INFORMATION SHOWN
────────

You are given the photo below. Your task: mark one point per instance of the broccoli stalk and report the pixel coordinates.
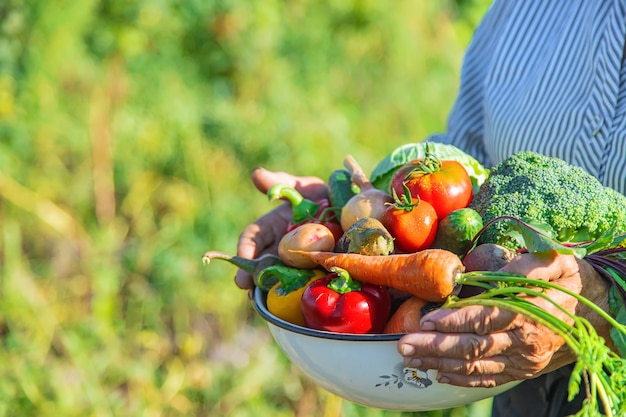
(566, 201)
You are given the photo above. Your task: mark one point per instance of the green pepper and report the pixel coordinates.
(252, 266)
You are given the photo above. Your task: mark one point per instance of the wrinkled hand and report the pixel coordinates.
(485, 346)
(262, 236)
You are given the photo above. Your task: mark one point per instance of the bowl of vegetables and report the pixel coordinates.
(365, 368)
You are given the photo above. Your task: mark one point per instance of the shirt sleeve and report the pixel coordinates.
(465, 125)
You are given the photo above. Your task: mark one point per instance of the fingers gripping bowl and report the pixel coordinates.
(365, 368)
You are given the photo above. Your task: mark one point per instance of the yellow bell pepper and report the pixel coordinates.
(283, 299)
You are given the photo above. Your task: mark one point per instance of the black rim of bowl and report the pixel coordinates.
(259, 304)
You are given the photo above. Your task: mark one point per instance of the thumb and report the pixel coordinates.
(309, 186)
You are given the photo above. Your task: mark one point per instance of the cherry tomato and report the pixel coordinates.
(446, 185)
(413, 224)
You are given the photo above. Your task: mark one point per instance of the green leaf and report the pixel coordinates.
(618, 310)
(382, 173)
(537, 238)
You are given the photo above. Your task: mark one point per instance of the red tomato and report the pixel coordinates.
(413, 225)
(444, 184)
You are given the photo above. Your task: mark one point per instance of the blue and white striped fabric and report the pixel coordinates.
(546, 76)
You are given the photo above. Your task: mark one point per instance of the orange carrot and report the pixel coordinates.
(406, 319)
(429, 274)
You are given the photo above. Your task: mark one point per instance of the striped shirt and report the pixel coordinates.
(547, 76)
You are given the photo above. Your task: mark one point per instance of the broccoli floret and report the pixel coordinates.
(544, 190)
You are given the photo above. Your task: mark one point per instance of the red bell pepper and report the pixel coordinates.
(337, 303)
(305, 210)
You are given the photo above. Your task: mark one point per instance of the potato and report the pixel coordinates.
(307, 237)
(487, 257)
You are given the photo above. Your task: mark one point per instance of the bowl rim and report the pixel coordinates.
(258, 301)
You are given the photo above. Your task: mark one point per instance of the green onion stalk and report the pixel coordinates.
(602, 370)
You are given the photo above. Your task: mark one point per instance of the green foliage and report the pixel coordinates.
(548, 192)
(127, 133)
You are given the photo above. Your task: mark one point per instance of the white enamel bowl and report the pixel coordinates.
(366, 369)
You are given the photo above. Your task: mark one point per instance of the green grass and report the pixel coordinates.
(128, 130)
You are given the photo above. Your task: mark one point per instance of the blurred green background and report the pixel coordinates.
(128, 129)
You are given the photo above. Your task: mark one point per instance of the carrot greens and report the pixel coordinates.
(602, 370)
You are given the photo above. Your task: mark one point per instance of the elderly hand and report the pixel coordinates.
(482, 346)
(262, 236)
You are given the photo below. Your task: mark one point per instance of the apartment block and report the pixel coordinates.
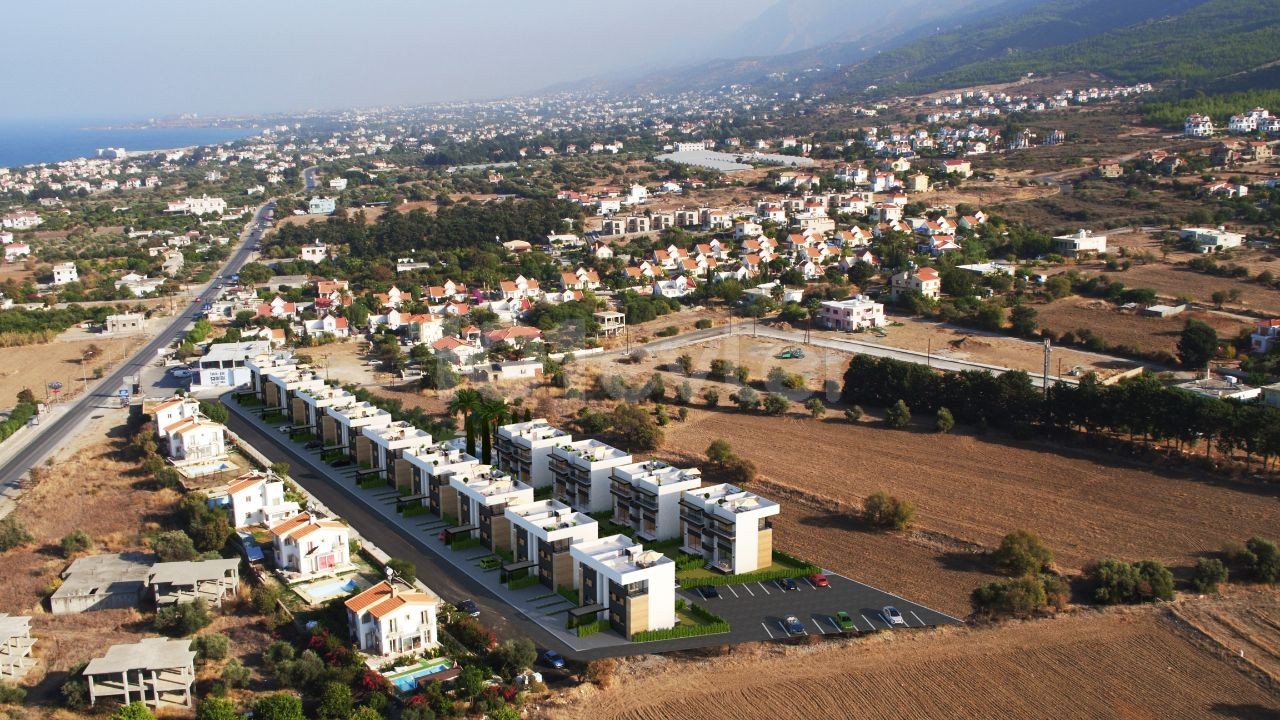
(728, 527)
(525, 450)
(542, 533)
(620, 580)
(484, 495)
(647, 497)
(387, 450)
(581, 472)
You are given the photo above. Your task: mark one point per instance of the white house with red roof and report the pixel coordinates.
(393, 619)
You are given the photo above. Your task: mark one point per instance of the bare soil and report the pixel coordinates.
(1132, 664)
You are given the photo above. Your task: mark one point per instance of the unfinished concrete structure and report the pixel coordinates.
(158, 671)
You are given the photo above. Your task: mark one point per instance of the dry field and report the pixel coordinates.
(969, 492)
(36, 365)
(1129, 664)
(1129, 328)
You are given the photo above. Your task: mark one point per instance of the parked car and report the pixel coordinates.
(250, 548)
(792, 625)
(892, 616)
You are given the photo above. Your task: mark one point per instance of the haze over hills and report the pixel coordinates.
(1191, 42)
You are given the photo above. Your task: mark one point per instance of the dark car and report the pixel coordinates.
(248, 547)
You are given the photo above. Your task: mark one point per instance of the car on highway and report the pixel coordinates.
(892, 616)
(792, 625)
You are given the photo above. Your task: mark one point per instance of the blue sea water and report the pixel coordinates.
(49, 141)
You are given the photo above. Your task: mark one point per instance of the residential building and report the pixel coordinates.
(647, 497)
(484, 493)
(392, 619)
(65, 273)
(728, 527)
(850, 315)
(525, 450)
(1080, 242)
(257, 499)
(924, 281)
(581, 472)
(629, 586)
(307, 546)
(385, 449)
(542, 533)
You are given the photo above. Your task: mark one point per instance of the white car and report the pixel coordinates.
(892, 616)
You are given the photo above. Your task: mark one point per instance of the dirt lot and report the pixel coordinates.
(969, 491)
(1129, 328)
(1132, 664)
(36, 365)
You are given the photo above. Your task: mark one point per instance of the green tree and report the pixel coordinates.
(279, 706)
(897, 415)
(76, 541)
(945, 420)
(1197, 345)
(1023, 552)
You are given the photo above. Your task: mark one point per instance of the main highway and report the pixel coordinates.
(71, 418)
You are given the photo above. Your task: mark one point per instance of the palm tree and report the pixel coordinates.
(466, 402)
(492, 413)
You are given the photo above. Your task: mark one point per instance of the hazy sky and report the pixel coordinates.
(146, 58)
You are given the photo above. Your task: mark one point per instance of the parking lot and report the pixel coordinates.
(759, 610)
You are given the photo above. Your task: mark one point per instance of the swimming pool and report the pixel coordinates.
(407, 680)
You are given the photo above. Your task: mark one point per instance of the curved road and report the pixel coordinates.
(58, 429)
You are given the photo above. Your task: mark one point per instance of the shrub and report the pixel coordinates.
(211, 646)
(234, 674)
(883, 510)
(182, 620)
(279, 706)
(1022, 552)
(403, 569)
(1208, 573)
(776, 404)
(173, 546)
(897, 415)
(76, 541)
(945, 420)
(13, 533)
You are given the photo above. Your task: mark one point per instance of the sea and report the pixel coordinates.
(49, 141)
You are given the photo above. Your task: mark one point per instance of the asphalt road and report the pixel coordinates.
(53, 436)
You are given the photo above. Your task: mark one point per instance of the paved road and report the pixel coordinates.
(103, 396)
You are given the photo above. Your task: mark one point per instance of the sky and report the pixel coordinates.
(136, 59)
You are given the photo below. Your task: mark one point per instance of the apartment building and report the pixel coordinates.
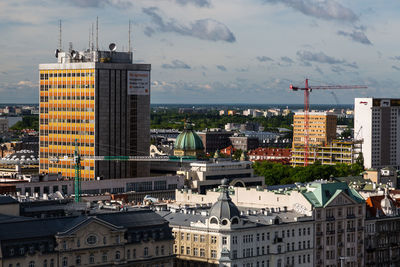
(338, 214)
(100, 102)
(321, 129)
(376, 123)
(225, 235)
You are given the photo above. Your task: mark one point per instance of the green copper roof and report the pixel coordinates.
(321, 194)
(188, 140)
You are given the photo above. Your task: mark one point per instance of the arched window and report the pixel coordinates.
(214, 221)
(78, 260)
(91, 258)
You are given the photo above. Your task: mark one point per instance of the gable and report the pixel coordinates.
(339, 199)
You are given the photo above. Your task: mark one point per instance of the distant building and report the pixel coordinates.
(382, 231)
(322, 129)
(281, 155)
(202, 176)
(136, 238)
(376, 123)
(102, 100)
(227, 235)
(244, 142)
(188, 143)
(338, 151)
(3, 125)
(213, 140)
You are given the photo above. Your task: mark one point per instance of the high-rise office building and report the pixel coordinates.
(321, 129)
(377, 124)
(101, 100)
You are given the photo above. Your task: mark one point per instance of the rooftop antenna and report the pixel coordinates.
(129, 37)
(97, 33)
(59, 37)
(92, 46)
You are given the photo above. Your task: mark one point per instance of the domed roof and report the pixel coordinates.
(224, 208)
(188, 140)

────────

TASK OBJECTIVE
For this exercise, restate the material exactly and skip every picture.

PROBLEM SOLUTION
You are given the photo below. Your task: mark one point per instance of the broccoli stalk and report the pixel coordinates.
(566, 201)
You are given the photo above. Your task: mark one point per instance of the green pepper and report the pixel coordinates.
(252, 266)
You are given the photo above. Your task: mark one point per instance of the wrinkled hand and report the pixel coordinates.
(485, 346)
(262, 236)
You are given the photo above. Your task: mark one point per instance of the bowl of vegetables and report the pixel coordinates.
(365, 368)
You are given the photo above. Your task: mark one point per instance of the shirt sleeve and report the pixel coordinates.
(465, 125)
You are given the photo above. Your task: mark one point per instance of the fingers gripping bowl and report the pixel coordinates.
(365, 368)
You are given the photo above. Your task: mark one point per instance of the yellow bell pepper and report the pixel coordinates.
(283, 299)
You are given the photo above. Your task: mark one point per instance of the black rim of bowl and report the pixel coordinates.
(259, 304)
You are given the photo above. Your task: mark one point per instance of the thumb and report the pixel coordinates.
(309, 186)
You are given the photo above. Your task: mark one point per instance of the cherry tomato and report the pixel coordinates.
(446, 185)
(413, 224)
You are given the photo above. Your task: mark one point per instance of the green leaf and report the pixel coordinates.
(618, 310)
(382, 173)
(537, 238)
You are given the photo above. Your task: mark one point per instance of the red tomato and report the pixel coordinates.
(413, 225)
(444, 184)
You are given the photo above. Your task: mark one point per instance of the blue and white striped fabric and report the pixel coordinates.
(546, 76)
You are given the photo above. Your task: mark one point per instance of the orange carrot and report the pixel coordinates.
(406, 319)
(429, 274)
You are given the photo above. Your task: mark one point per instance of the striped shirt and report the pixel coordinates.
(547, 76)
You are given the photo above. Your task: mark one point per instance of the broccoli floret and report the pixel coordinates.
(544, 190)
You are given the photo above. Your task: mark one point per instance of the red bell pepper and report the pixel coordinates.
(337, 303)
(305, 210)
You are given the photo above. Your task: mark one point per instance of the potato and report the pixel coordinates.
(307, 237)
(487, 257)
You are given the photo above. Your task: mark one point per instance of the bowl rim and report the pixel coordinates.
(258, 301)
You are given the photo above. Your task: mark one point per instance of the green onion stalk and report the pixel coordinates.
(602, 370)
You are given the photo above. Your task: mark one point per instance of the green foliage and report the pixel coordinates.
(548, 192)
(127, 133)
You are given the photo above. Your task: mark one point per instance of the white enamel bowl and report the pixel coordinates.
(366, 369)
You are given the photo above. Your task: mark one point per instance of the green grass and report the pixel coordinates.
(128, 130)
You are given the photo above. Your task: mark one point per instance of the blurred green background and report the pixel coordinates.
(128, 129)
You are given the photo above. Your task: mark one point per instance of the carrot greens and report the pixel coordinates.
(602, 370)
You are given the photo above. Your task: mark one point per instance of the elderly hand and report the pixel coordinates.
(482, 346)
(262, 236)
You are given the photo below. Your task: mark one point per instance of the apartment block and report the pixel coordinates.
(728, 527)
(525, 450)
(542, 533)
(620, 580)
(484, 495)
(647, 497)
(387, 450)
(581, 472)
You are given the photo above. Your task: mark one point per instance of the white house with red roof and report the pixel coordinates.
(393, 619)
You are given the photo above. Your task: mark one point per instance of the bare soil and report the pixel coordinates.
(1132, 664)
You are given the photo above. Your task: mark one point per instance of the unfinished concrete structure and report the pixel coordinates.
(158, 671)
You are given the photo above. Your task: mark one point per instance of the dry field and report the pixel coordinates.
(969, 492)
(36, 365)
(1129, 664)
(1129, 328)
You are given the photo above. Your task: mark one point per instance of the parked car and report the pixel coordinates.
(250, 548)
(792, 625)
(892, 616)
You are given the photo above. Your task: mark one point per instance of the haze over hills and report the pixel coordinates.
(1191, 42)
You are given the photo above. Your task: mark one point per instance of the dark car and report the pixel coordinates.
(248, 547)
You are given the photo above. Your task: mark one point per instance of the car on highway and report the pixel coordinates.
(892, 616)
(792, 625)
You are given the photo above. Your task: mark one point per instance of the blue sea water and report the pixel coordinates.
(49, 141)
You are given the photo above. Your task: mark one point per instance of the residential building and report the pixel coordinates.
(647, 497)
(484, 493)
(392, 619)
(65, 273)
(728, 527)
(850, 315)
(525, 450)
(1080, 242)
(257, 499)
(924, 281)
(581, 472)
(629, 586)
(307, 546)
(385, 449)
(542, 533)
You are given the photo above. Your task: mark one point per instance of the white car and report the pixel coordinates.
(892, 616)
You are given the photo above. Your task: mark one point per instance of the dirt lot and report the pixel coordinates.
(969, 491)
(1129, 328)
(1132, 664)
(36, 365)
You are given the photo above. Your task: mark one point per instance of the green tree and report the pixel coordinates.
(279, 706)
(897, 415)
(76, 541)
(945, 420)
(1197, 345)
(1023, 552)
You are given the photo above. Your task: mark one point per instance of the main highway and report the pixel coordinates.
(71, 418)
You are given the photo above. Your task: mark one point per instance of the palm tree and report the pixel coordinates.
(466, 402)
(492, 413)
You are given the photo above. Your task: mark one point per instance of the hazy sky and report the pixel coordinates.
(146, 58)
You are given the photo above. Your task: mark one point per instance of the parking lot and report the pixel coordinates.
(759, 610)
You are given the photo above. Your task: mark one point per instance of the swimming pool and report the pixel coordinates.
(407, 680)
You are given the photo above. Your task: mark one point per instance of the curved road and report the pixel coordinates.
(58, 429)
You are given the photo above. Your task: mark one point per instance of the shrub and report the pixel coordinates.
(211, 646)
(234, 674)
(883, 510)
(182, 620)
(279, 706)
(1022, 552)
(403, 569)
(1208, 573)
(776, 404)
(173, 546)
(897, 415)
(76, 541)
(945, 420)
(13, 533)
You are given the photo above. Your task: mark one point per instance of the sea and report the pixel coordinates.
(49, 141)
You are given the photo above. Your task: mark one point per instance of the asphalt road and report the pixel coordinates.
(53, 436)
You are given the photo above. Your task: mark one point per instance of the paved road and report the pixel coordinates.
(103, 396)
You are given the photo above. Your task: mark one point per instance of the sky and report the pixel coordinates.
(136, 59)
You are given the photo below. Your task: mark one point per instance of the apartment building and report the pixel coordinates.
(338, 214)
(100, 102)
(321, 129)
(376, 123)
(225, 235)
You are given the photo above. Your task: mark one point per instance of the green copper roof and report the pixel coordinates.
(321, 194)
(188, 140)
You are given the photo above. Your task: mark one point per instance of the arched window and report the pixel coordinates.
(214, 221)
(78, 260)
(91, 258)
You are given the photo above. Your task: mark one point per instance of the gable and report the pixel coordinates.
(339, 199)
You are given the photo above. Your task: mark one point per instance of the distant building and report the pixel coordinates.
(382, 231)
(322, 129)
(281, 155)
(202, 176)
(136, 238)
(376, 123)
(102, 100)
(227, 235)
(244, 142)
(188, 143)
(338, 151)
(3, 125)
(213, 140)
You are given the photo above. Your task: mark one point per instance of the high-rise office building and report the pixel coordinates.
(321, 129)
(377, 124)
(101, 100)
You are given the photo above. Your task: mark one point per instance of the rooftop antenna and report the pixel coordinates.
(129, 37)
(97, 33)
(59, 37)
(92, 46)
You are given the photo above. Your task: mark one point per instance of the domed roof and report the pixel coordinates.
(224, 208)
(188, 140)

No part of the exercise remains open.